### Extrait présenté
=-=-=
Sortir de sa sphère et élever le débat !
La campagne présidentielle touche à sa fin.
Les réseaux sociaux regorgent de messages de propagande, de vindictes, de haine. D’appels à la révolution, à la prise de conscience, à l’abstention… La dramaturgie est toujours plus ou moins la même. Chaque camp pourfend ses adversaires. Chaque militant se persuade de détenir la vérité. Sa vérité. Il victimise, il diabolise. Il (se) ringardise.
Les communautés internet sont formidables en cela qu’elles témoignent de notre appartenance à une sorte de ‘’bien pensance’’. Auto centrée, notre sphère FB nous conforte dans une im-posture, nous confère une légitimité de chiffon. Elle isole plus qu’elle n’ouvre sur le monde extérieur. Notre audience est en vase clos. Seule la provocation nous fait déborder du cadre. Unique canal amplificateur pour faire exister notre goutte d’eau dans l’océan informel des opinions, des faits divers et des analyses à l’emporte pièce…
Existe-t-il un seul type de théâtre ? Poser la question, c’est déjà y répondre.
=-=-=
[Entrées de données recueillies]
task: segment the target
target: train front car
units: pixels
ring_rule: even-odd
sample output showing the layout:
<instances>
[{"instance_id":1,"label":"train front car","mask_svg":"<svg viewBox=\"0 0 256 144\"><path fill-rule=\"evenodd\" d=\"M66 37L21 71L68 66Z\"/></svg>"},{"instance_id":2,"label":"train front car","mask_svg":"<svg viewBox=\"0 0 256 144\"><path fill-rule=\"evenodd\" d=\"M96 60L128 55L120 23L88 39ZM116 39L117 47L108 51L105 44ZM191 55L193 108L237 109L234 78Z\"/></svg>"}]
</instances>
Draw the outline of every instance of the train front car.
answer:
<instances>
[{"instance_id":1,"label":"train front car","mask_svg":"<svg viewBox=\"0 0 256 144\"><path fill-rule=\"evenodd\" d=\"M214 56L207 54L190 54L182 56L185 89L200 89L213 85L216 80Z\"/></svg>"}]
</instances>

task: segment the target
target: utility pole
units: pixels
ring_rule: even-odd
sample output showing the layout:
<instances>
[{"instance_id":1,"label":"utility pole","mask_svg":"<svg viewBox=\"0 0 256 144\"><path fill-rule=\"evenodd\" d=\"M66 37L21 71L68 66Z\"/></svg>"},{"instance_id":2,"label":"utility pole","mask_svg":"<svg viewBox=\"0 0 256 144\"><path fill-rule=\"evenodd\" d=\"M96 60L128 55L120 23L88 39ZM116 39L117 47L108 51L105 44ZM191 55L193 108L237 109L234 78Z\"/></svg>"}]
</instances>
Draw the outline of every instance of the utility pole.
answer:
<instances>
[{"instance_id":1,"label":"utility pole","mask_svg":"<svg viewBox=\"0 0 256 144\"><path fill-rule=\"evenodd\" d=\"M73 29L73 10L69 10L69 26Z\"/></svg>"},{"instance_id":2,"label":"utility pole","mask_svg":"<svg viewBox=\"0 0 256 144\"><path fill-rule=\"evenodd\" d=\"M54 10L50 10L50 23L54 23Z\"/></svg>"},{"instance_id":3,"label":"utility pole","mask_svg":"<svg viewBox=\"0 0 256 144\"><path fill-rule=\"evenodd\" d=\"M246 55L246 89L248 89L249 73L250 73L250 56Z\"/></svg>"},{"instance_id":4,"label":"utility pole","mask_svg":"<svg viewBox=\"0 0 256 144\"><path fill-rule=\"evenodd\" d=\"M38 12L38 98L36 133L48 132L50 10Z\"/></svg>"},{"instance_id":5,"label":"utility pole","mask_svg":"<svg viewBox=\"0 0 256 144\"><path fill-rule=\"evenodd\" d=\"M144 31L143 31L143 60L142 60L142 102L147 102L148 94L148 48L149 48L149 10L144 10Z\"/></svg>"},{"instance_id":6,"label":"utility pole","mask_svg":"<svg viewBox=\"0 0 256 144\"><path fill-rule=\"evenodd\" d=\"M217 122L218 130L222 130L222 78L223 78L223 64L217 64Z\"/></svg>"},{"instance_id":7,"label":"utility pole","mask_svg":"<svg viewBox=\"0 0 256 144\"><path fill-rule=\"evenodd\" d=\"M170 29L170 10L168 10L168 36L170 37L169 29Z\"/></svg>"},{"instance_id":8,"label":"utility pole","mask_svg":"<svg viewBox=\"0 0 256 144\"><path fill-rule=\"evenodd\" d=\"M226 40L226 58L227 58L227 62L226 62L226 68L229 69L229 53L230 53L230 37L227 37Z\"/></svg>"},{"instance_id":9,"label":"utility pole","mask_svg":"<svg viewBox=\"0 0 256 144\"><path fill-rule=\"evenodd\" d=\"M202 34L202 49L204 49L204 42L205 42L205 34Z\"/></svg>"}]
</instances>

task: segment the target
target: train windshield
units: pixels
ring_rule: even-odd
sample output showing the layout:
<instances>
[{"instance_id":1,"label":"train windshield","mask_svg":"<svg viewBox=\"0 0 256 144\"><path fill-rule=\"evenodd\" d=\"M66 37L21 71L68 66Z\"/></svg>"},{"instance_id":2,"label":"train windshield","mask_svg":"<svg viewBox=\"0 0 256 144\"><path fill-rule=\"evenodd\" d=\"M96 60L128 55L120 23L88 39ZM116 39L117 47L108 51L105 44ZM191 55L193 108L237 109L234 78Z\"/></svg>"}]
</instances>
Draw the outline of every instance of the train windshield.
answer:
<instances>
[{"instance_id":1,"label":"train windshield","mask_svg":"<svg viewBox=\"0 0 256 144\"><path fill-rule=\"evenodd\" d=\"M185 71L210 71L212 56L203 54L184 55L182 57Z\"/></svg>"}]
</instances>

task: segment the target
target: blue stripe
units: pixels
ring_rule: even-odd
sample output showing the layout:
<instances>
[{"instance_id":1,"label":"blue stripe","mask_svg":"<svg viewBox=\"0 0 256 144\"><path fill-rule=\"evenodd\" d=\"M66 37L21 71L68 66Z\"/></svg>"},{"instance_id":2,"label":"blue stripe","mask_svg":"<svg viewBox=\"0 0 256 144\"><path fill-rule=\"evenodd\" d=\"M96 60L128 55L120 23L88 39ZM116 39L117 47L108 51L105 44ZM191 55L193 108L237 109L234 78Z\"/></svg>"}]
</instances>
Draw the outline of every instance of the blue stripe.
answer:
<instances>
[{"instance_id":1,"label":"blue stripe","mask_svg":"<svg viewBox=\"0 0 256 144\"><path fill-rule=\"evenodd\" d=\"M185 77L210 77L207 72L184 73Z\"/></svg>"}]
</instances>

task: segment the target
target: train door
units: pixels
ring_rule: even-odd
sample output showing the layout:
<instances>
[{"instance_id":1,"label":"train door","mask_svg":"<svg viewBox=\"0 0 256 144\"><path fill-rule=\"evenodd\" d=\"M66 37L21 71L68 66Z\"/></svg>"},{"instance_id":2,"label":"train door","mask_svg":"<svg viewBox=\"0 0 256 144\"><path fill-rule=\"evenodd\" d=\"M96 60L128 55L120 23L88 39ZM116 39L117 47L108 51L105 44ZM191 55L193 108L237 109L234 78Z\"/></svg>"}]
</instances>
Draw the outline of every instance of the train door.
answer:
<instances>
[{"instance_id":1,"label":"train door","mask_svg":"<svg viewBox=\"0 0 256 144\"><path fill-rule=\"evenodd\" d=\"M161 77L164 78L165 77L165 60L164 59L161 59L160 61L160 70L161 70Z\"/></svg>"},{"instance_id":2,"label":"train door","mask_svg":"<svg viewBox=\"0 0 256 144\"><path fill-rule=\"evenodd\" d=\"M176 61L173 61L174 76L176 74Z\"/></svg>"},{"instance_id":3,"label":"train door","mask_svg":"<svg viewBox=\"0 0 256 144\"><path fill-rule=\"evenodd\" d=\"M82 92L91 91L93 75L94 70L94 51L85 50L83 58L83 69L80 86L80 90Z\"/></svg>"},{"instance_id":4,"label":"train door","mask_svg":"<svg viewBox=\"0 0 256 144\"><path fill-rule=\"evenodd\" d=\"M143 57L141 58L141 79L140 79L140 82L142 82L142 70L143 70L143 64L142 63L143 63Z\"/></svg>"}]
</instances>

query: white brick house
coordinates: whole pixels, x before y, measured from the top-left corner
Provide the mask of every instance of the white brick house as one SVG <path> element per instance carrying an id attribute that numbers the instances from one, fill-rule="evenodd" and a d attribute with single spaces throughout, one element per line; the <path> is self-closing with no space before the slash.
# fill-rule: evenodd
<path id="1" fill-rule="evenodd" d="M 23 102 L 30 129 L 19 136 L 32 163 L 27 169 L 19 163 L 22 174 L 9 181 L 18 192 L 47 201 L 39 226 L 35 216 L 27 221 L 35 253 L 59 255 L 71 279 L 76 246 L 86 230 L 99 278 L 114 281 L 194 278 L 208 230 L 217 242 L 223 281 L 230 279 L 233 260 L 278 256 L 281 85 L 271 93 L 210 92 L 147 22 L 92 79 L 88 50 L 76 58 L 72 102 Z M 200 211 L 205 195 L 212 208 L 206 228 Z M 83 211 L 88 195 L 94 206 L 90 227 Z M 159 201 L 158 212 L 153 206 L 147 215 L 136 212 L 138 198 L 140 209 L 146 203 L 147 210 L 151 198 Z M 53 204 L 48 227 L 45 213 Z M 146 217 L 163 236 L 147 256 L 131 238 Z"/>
=-=-=
### Consignes
1. Modifiez les lignes des enregistrements, à partir de la ligne contenant "query: white brick house" et jusqu'à celle contenant "# fill-rule: evenodd" incluse, en remplaçant "white brick house" par "red brick house", sans rien changer d'autre.
2. Reprenez le texte sur la campagne présidentielle et les réseaux sociaux, et poursuivez-le après sa dernière phrase.
Le texte et les enregistrements n'ont aucun lien entre eux.

### Corrigé des exercices
1.
query: red brick house
coordinates: whole pixels, x before y, measured from the top-left corner
Provide the mask of every instance of the red brick house as one SVG <path> element per instance carrying an id attribute that numbers the instances from one, fill-rule="evenodd" and a d attribute with single spaces throughout, one element per line; the <path> is self-closing with no space before the slash.
# fill-rule: evenodd

2.
Alors, pas plus sur scène que sur la toile, les femmes et les hommes de théâtre n’y forgent une communauté de pensée.
Ce monde multiforme, brillant et cabossé est-il aussi éveillé que ne le laissent augurer les chantres de la poésie et des émotions incarnées ? En cette période hystérisée de prises de position politique, la modération et le recul n’y ont malheureusement pas plus gré qu’ailleurs... Ou se terrent donc l’humanisme et la bienveillance au milieu des névroses, de l’égotisme et des affects… ? Ou se cachent les idées progressistes et les hauteurs de vue que la maîtrise du verbe devrait conférer lorsque nous pratiquons à outrance les coups de gueule, les excès et les insultes ?
Artiste, escroc, paumé, chômeur, ouvrier, énarque, banquier, cadre sup’, artisan… Mon adversaire ou mon allié politique reste un homme au sens humain du terme. Il est mon semblable. Au nom de qui ou de quoi devrais-je exiger, derrière mon écran, un unanimisme forcé, une marche en rang serré ?!?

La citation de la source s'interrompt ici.